Task instructions =
• a. Rewrite the essay on shredding parties starting at "After sitting in" and ending at "among that crowd.", substituting "e-mails" for each "emails".
• b. List the organizations named in the shredding-parties essay's paragraph that begins "After sitting in on one meeting".
** Start Page extract **
Nothing to See Here! Shredding Parties and Hiding the Decline in Taxpayer-Funded Science

The 2007 Aggie Student Bonfire

The Cyber-Bonfire is Big and Bright, Deep in the Heart of Texas

By: Chris Horner

In the early 2000’s, the public was introduced to Enron “Shredding Parties,” where documents were destroyed to avoid possible embarrassment or legal consequences. These bashes represented the height of corporate decadence, an open flouting of the law. It came from a rotten corporate culture that saw itself as being above everyone else.

That sounds familiar, aptly describing the global warming industry, to which Enron introduced me during my brief fling in 1997 as Director of Federal Government Relations.

After sitting in on one meeting with BP, Union of Concerned Scientists and the like I raised questions about Enron’s leading role in organizing a classic Bootlegger-and-Baptist coalition to get a global warming treaty (this was pre-Kyoto). This was received quite poorly, and I was gone in a matter of weeks.

But, back to Texans, the global warming industry and destroying documents. WUWT readers may have caught this recent item, in which I suggested there was more nuance involved when public employees delete their work-related emails than a ClimateWire article reported was being advocated among that crowd.

This was my gift to academics should they think about following the counsel set forth by Texas A&M professor/climate activist Andrew Dessler and start deleting their emails.

Dessler peaked my curiosity by boasting of his own, rolling shredding party, after acknowledging that reservations about such an enterprise had initially given him pause. But, hey, then he got legal advice and — he indicated — most or all of his emails were being ‘disappeared’.
** End Page extract **
** Start Data section **
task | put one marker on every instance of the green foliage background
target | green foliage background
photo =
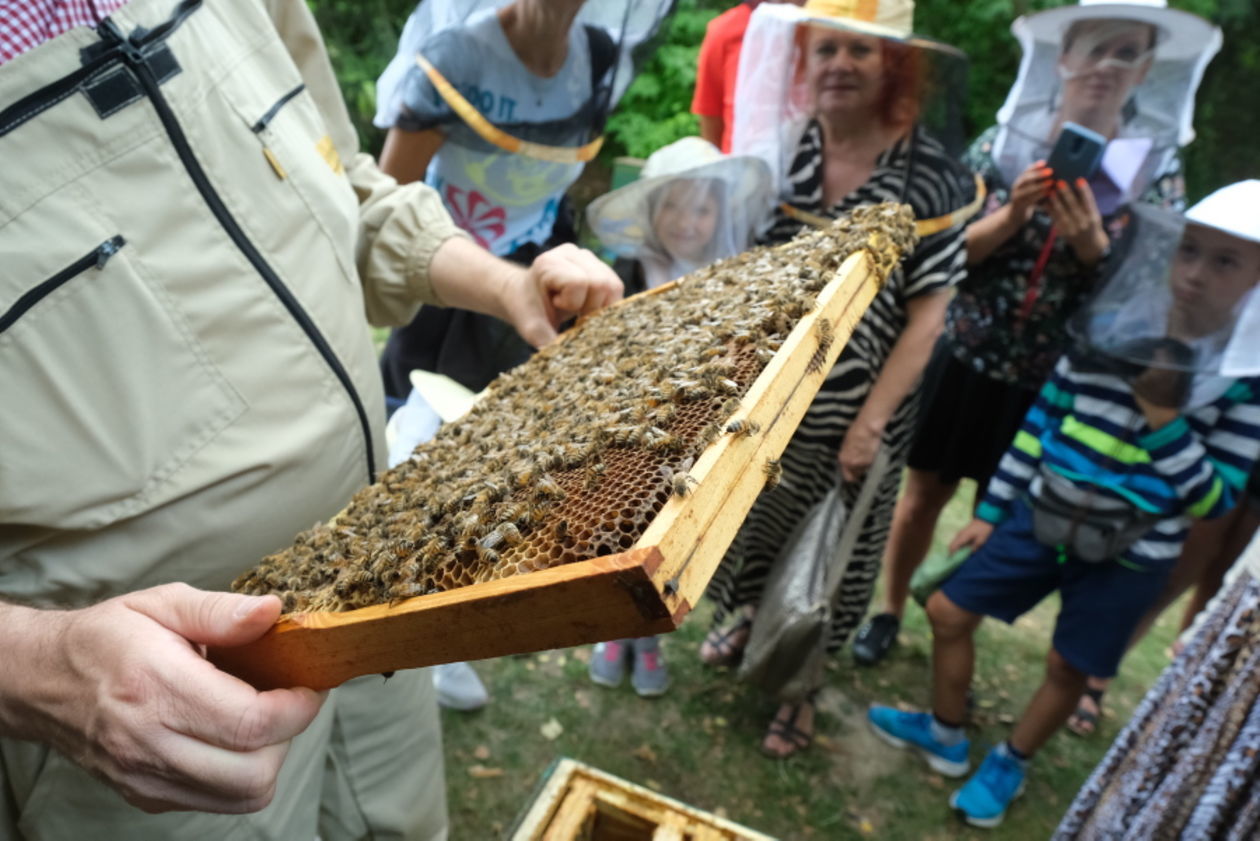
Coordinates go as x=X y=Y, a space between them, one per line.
x=362 y=37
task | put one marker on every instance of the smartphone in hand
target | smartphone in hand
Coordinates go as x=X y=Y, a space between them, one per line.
x=1077 y=153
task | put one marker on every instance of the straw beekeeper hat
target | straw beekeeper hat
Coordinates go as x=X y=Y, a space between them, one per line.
x=1181 y=35
x=891 y=19
x=623 y=218
x=1231 y=209
x=882 y=18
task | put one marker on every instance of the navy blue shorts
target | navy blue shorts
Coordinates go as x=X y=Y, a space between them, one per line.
x=1101 y=603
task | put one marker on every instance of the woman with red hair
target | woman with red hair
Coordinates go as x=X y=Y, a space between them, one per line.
x=830 y=97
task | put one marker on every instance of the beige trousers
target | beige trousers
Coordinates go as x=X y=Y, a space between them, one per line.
x=369 y=767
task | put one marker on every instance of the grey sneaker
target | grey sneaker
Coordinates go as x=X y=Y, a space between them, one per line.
x=609 y=662
x=650 y=676
x=459 y=687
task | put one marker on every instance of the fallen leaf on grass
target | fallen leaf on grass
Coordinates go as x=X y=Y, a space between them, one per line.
x=645 y=753
x=551 y=730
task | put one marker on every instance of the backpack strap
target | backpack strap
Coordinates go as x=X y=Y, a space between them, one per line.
x=604 y=52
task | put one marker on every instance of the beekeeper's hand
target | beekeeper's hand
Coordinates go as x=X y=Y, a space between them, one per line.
x=561 y=283
x=858 y=449
x=1077 y=220
x=122 y=689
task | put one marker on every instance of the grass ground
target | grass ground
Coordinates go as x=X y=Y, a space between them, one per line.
x=699 y=742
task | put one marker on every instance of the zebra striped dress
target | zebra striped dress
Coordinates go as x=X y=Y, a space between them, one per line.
x=915 y=170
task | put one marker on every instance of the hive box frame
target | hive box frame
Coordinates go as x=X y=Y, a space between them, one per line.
x=575 y=800
x=648 y=589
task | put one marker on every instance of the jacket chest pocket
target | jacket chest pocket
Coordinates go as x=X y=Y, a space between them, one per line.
x=105 y=392
x=296 y=163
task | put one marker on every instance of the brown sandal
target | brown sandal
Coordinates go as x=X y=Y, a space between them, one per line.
x=727 y=643
x=784 y=728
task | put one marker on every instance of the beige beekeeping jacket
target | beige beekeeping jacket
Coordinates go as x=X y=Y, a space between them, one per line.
x=190 y=249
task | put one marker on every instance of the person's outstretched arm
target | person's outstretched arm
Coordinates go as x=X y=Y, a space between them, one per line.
x=124 y=690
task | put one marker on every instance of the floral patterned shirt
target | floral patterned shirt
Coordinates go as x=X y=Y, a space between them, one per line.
x=999 y=329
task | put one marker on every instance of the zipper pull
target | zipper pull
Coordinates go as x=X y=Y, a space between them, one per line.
x=107 y=250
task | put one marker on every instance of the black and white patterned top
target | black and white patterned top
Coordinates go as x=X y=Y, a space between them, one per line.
x=915 y=170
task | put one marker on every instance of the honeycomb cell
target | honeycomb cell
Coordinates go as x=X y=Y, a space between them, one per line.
x=575 y=448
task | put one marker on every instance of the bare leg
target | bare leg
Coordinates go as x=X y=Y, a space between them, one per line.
x=1205 y=544
x=912 y=525
x=1050 y=707
x=953 y=656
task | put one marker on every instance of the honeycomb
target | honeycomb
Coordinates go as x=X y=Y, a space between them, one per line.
x=571 y=455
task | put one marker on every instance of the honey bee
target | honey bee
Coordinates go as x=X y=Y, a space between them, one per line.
x=547 y=487
x=510 y=533
x=681 y=483
x=658 y=378
x=774 y=472
x=468 y=526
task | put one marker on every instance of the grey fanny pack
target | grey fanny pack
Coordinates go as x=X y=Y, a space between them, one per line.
x=1086 y=523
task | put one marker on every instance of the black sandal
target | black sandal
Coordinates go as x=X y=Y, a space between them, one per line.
x=785 y=730
x=722 y=641
x=1084 y=721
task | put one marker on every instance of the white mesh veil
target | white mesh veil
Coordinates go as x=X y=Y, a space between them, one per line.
x=1171 y=305
x=1128 y=67
x=692 y=206
x=630 y=23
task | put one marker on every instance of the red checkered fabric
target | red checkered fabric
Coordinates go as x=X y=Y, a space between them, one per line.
x=25 y=24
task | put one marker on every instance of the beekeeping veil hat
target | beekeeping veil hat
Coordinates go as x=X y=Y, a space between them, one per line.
x=1183 y=298
x=628 y=24
x=683 y=175
x=773 y=102
x=1124 y=68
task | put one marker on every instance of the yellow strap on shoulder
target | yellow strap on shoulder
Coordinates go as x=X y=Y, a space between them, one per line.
x=495 y=136
x=922 y=227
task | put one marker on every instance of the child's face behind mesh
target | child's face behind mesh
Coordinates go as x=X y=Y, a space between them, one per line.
x=686 y=220
x=1212 y=272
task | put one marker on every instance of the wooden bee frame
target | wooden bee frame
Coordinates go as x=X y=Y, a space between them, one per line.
x=576 y=802
x=645 y=590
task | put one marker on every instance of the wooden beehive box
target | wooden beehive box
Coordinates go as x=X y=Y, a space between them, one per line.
x=581 y=803
x=648 y=588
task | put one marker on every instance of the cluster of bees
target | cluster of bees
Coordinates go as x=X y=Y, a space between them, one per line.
x=571 y=455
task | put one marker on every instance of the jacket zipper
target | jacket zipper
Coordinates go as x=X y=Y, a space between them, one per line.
x=135 y=59
x=96 y=257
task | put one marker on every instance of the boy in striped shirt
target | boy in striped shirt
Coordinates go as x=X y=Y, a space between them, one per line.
x=1093 y=499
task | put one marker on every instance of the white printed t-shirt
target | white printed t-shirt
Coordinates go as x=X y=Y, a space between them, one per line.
x=503 y=201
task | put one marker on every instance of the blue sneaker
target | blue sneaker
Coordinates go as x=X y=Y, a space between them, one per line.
x=915 y=730
x=984 y=800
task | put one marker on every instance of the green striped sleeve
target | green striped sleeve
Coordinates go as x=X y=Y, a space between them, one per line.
x=1234 y=477
x=1056 y=396
x=1028 y=444
x=1103 y=443
x=1203 y=506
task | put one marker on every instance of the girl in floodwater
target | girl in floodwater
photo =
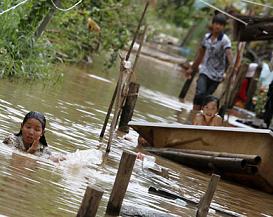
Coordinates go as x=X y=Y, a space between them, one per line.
x=31 y=137
x=208 y=116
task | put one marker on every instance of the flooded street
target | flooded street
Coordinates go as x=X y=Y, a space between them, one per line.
x=75 y=110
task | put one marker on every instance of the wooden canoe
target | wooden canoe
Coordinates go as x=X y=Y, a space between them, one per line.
x=244 y=155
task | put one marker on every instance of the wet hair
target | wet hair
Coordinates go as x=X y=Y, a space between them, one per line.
x=41 y=118
x=220 y=18
x=211 y=98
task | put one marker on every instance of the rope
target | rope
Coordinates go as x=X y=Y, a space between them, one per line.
x=223 y=12
x=67 y=9
x=13 y=7
x=256 y=3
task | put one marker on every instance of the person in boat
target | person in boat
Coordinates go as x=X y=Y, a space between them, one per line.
x=31 y=137
x=214 y=53
x=208 y=116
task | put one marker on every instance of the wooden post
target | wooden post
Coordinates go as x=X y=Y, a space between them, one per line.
x=237 y=84
x=128 y=109
x=121 y=183
x=254 y=83
x=204 y=204
x=187 y=86
x=118 y=83
x=90 y=202
x=108 y=112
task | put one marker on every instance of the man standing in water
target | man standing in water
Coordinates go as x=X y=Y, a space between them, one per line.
x=214 y=53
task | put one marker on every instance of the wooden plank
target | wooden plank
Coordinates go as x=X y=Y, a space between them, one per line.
x=121 y=183
x=204 y=204
x=90 y=202
x=144 y=124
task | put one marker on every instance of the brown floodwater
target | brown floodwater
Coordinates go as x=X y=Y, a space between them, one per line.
x=75 y=110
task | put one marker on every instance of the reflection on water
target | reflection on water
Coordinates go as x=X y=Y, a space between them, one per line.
x=75 y=110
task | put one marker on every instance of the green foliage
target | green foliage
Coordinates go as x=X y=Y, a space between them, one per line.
x=67 y=39
x=21 y=55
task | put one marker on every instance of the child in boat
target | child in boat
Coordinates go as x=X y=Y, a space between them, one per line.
x=31 y=137
x=208 y=116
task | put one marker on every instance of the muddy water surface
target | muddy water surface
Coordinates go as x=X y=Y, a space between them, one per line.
x=75 y=110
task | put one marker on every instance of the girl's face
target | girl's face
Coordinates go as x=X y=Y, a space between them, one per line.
x=210 y=109
x=31 y=130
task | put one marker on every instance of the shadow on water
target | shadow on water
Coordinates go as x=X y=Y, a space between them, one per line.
x=75 y=111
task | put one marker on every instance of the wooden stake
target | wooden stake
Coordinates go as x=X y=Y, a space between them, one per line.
x=121 y=183
x=187 y=86
x=108 y=112
x=128 y=109
x=204 y=204
x=90 y=202
x=118 y=83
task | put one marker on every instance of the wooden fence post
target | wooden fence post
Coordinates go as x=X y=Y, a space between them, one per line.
x=204 y=204
x=121 y=183
x=128 y=109
x=90 y=202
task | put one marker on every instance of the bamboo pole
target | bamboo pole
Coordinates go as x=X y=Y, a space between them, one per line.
x=204 y=204
x=90 y=202
x=229 y=85
x=140 y=47
x=129 y=101
x=116 y=88
x=187 y=85
x=121 y=183
x=128 y=109
x=108 y=112
x=46 y=20
x=138 y=28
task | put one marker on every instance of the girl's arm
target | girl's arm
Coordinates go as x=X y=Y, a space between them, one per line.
x=198 y=119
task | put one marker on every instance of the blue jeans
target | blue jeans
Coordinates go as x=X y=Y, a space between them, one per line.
x=205 y=86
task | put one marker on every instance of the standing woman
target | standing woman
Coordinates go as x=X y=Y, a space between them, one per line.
x=214 y=54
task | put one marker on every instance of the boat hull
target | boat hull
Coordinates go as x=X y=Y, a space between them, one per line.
x=216 y=139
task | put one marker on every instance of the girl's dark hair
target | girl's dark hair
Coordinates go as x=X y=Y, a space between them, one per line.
x=40 y=117
x=211 y=98
x=220 y=18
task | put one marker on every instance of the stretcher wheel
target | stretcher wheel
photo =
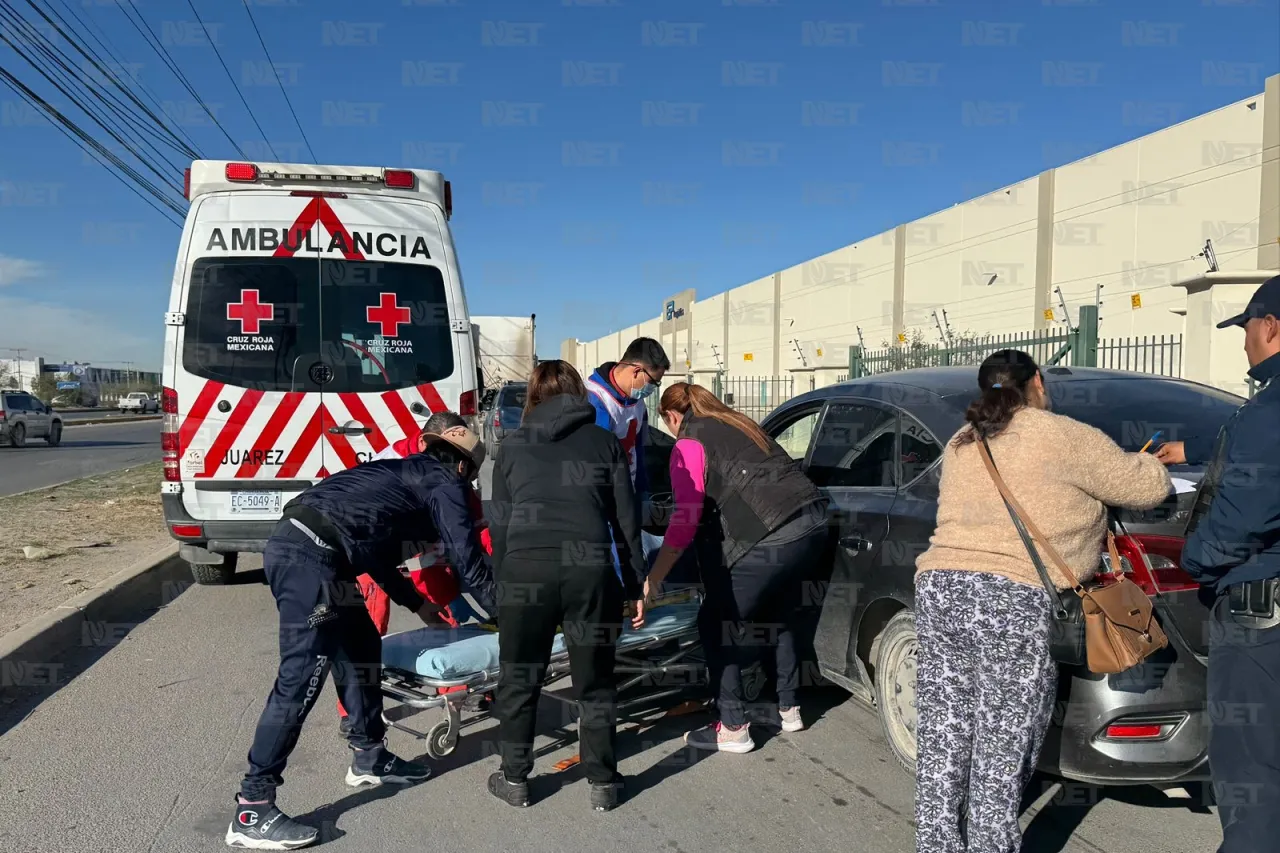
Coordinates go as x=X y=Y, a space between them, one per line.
x=440 y=739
** End Data section **
Worked solutions =
• a.
After sitting in on one meeting with BP, Union of Concerned Scientists and the like I raised questions about Enron’s leading role in organizing a classic Bootlegger-and-Baptist coalition to get a global warming treaty (this was pre-Kyoto). This was received quite poorly, and I was gone in a matter of weeks.

But, back to Texans, the global warming industry and destroying documents. WUWT readers may have caught this recent item, in which I suggested there was more nuance involved when public employees delete their work-related e-mails than a ClimateWire article reported was being advocated among that crowd.

• b. Enron, BP, Union of Concerned Scientists